Mehlaqa Samdani, executive director of nonprofit Critical Connections, listens as Christian Picciolini, a former white supremacist, tells his story at the Flywheel Arts Collective in Easthampton, Tuesday.
Mehlaqa Samdani, executive director of nonprofit Critical Connections, listens as Christian Picciolini, a former white supremacist, tells his story at the Flywheel Arts Collective in Easthampton, Tuesday. Credit: GAZETTE STAFF/Jack Suntrup


EASTHAMPTON — Christian Picciolini’s history with white supremacy starts in 1987 with a joint in an alley on the South Side of Chicago.

He was 14, the son of Italian immigrants. His parents loved him, but they worked hard to stay afloat — 14 hours a day, seven days a week at their beauty shop. Besides that absence, Picciolini had low self-esteem. He was insecure.

“Just like every other teenager, there were three very fundamental needs that I was searching for: an identity, a community and a sense of purpose,” he told a packed room at the Flywheel Arts Collective Tuesday night, an event organized by the Karuna Center for Peacebuilding and Critical Connections.

══════════════════════════════

Exercise |
Turn the paragraph of the article on Christian Picciolini that begins "He was 14" into a short bulleted list of its main facts.

══════════════════════════════

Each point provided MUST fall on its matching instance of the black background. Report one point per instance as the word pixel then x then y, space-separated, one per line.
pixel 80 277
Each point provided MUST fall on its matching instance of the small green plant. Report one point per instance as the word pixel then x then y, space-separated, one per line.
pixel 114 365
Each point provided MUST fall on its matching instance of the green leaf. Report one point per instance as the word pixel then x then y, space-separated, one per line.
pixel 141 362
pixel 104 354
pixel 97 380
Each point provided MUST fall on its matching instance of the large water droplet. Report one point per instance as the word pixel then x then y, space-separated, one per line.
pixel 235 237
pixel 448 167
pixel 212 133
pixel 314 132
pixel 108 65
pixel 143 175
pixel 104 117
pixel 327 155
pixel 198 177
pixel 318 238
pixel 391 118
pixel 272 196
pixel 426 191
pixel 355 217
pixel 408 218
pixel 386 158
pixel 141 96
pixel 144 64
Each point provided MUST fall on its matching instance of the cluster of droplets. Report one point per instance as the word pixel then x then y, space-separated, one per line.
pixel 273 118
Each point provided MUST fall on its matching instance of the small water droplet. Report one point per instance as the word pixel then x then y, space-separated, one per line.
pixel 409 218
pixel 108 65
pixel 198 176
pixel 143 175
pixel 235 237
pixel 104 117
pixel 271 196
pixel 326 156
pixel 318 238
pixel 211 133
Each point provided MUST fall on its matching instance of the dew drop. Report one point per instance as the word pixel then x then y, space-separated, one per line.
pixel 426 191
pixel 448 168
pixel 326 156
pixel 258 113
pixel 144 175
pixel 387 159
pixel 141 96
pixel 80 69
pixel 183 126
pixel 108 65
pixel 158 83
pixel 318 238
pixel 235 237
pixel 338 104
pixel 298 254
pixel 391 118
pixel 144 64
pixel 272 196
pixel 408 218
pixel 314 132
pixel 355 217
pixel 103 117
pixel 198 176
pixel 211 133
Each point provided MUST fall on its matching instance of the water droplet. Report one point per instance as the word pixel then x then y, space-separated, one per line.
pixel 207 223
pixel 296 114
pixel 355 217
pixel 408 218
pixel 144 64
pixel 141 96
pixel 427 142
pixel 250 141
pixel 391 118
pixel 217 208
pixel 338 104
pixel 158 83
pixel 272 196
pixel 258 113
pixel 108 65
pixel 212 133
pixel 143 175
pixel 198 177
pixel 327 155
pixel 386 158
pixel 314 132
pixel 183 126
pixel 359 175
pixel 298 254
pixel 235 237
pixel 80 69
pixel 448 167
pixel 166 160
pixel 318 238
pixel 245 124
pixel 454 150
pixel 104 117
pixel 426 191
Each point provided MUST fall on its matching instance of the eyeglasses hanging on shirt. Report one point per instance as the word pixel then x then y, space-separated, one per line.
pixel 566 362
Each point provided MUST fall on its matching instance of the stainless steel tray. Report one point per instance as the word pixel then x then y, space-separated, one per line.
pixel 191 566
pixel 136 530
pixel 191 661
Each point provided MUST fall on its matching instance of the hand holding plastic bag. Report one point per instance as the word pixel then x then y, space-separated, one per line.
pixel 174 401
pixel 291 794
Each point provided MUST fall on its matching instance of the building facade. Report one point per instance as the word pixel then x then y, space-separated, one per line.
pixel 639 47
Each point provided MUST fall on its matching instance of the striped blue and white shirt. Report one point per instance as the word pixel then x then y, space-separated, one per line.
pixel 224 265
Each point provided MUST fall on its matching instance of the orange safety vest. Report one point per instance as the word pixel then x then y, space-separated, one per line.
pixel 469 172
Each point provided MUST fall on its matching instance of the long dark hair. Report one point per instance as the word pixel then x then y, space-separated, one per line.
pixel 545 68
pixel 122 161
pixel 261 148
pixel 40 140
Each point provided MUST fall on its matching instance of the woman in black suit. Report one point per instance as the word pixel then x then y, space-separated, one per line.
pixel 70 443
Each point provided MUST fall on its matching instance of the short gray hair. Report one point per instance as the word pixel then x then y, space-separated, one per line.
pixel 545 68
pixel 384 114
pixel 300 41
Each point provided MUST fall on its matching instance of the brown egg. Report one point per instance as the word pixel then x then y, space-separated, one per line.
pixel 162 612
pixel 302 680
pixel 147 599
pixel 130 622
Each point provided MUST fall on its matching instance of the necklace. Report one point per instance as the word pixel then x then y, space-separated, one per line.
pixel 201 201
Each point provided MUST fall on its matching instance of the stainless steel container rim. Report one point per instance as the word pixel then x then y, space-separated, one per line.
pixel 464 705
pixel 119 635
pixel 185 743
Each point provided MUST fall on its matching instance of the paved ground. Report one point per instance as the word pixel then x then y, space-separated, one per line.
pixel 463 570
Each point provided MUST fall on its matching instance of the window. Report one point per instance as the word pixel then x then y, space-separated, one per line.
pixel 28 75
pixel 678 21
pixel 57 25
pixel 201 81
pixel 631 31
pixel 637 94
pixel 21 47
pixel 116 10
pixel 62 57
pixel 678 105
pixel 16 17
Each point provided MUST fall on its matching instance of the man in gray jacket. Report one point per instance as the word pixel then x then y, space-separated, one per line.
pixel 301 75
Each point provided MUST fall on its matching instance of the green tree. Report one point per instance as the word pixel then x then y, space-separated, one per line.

══════════════════════════════

Expected answer |
- Picciolini was 14 and the son of Italian immigrants.
- His parents loved him but worked 14 hours a day, seven days a week at their beauty shop to stay afloat.
- Besides their absence, he had low self-esteem and was insecure.